Consigne A | Dans le listing, recopiez à l'identique le passage qui va de la ligne contenant « In this exercise you will find the tall » jusqu'à celle contenant « [(542, 215), (729, 439), (603, 255)] », ces deux lignes comprises.
----- Texte source -----
Sale temps pour les statues
Sale temps pour les
statues
Le 18 décembre 2009, la
dernière statue équestre du général Franco encore installée sur
un espace municipal espagnol a été retirée d'une place de
Santander. En revanche, le juge Baltasar Garzon a abandonné son
enquête sur les atrocités commises par le régime franquiste
pendant la guerre civile espagnole de 1936 à 1939 et après sa
victoire, tout en renvoyant le dossier vers les juridictions locales.
Enlever une statue ne dérange qu'un grutier; mener une enquête
dérange davantage.
En ce moment, les statues
passent un sale moment de déconfinement. Même De Gaulle en a pris
pour son grade de général à Pavillons-sous-Bois en
Seine-Saint-Denis. Alors que les gens craignent pour leurs statuts
ils s'en prennent aux statues. Il y a toujours un coin sombre dans la
vie grandiose des grands hommes malheureusement. Parfois il ne s'agit
que d'un simple barbouillage, comme si le héros avait reçu une
tarte à la crème de l'entarteur Noël Godin. Mais quand la foule
est très fâchée, on attache des câbles, de grosses cordes et on
tire tous ensemble : le monument est jeté à terre dans un
bruit de casseroles qui fait saliver quelques ferrailleurs. De temps
en temps, on fait les choses réglementairement, comme ce fut le cas
pour Franco. Cet homme-là, dites donc, il serait temps de le
déloger ; il fait peur aux touristes. Alors la décision
gouvernementale tombe et on prend le temps de cisailler proprement
la base de la statue avec des fers à désouder. Une grue vient
élégamment soulever dans les airs le mastodonte rodomonte que ses
derniers admirateurs peuvent encore applaudir quelques instants et le
déposer dans un camion qui le conduira discrètement dans un musée
qui l'hébergera dans sa cave si la hauteur de plafond le permet.
----- Contenu des données -----
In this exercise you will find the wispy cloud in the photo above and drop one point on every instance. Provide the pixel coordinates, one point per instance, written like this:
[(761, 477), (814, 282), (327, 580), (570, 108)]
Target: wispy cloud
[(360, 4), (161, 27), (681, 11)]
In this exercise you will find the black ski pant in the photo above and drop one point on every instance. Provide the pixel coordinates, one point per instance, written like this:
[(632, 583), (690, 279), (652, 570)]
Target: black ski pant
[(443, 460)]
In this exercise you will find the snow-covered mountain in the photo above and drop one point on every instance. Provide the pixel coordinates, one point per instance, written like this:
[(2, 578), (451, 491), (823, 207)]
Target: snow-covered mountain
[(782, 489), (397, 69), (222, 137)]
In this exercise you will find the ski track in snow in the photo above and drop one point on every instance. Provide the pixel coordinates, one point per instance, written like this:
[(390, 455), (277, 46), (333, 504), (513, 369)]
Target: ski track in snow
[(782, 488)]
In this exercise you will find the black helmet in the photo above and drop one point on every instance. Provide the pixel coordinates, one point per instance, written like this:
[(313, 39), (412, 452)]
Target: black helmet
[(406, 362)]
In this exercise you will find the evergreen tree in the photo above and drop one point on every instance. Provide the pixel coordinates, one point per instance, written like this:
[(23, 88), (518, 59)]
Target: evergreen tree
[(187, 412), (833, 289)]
-----
----- Contenu des données -----
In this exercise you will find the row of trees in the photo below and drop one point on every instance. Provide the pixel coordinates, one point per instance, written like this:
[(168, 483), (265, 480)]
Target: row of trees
-----
----- Contenu des données -----
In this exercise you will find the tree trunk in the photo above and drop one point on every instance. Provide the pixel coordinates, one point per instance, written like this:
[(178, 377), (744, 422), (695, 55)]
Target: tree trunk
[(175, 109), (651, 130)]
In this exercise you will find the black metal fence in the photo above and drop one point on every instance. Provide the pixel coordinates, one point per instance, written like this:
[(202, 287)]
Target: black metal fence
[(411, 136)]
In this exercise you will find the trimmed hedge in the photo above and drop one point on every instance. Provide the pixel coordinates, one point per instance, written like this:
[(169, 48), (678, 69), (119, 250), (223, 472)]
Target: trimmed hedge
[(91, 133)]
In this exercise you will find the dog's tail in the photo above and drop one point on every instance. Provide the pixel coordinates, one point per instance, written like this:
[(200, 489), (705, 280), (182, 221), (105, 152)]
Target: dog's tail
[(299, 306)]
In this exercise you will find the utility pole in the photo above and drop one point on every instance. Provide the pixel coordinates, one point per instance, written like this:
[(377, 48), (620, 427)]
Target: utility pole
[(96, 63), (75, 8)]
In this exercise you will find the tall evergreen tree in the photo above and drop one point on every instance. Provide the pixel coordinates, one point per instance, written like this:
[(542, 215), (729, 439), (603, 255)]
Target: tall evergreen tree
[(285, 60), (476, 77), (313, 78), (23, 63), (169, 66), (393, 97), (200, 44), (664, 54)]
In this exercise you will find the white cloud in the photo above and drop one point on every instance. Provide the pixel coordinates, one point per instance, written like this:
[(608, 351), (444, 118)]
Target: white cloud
-----
Consigne B | Traduisez en anglais cette phrase du texte sur les statues : « Enlever une statue ne dérange qu'un grutier; mener une enquête dérange davantage. »

Réponse complète A |
In this exercise you will find the tall evergreen tree in the photo above and drop one point on every instance. Provide the pixel coordinates, one point per instance, written like this:
[(542, 215), (729, 439), (603, 255)]

Réponse complète B | Removing a statue only bothers a crane operator; conducting an investigation bothers people more.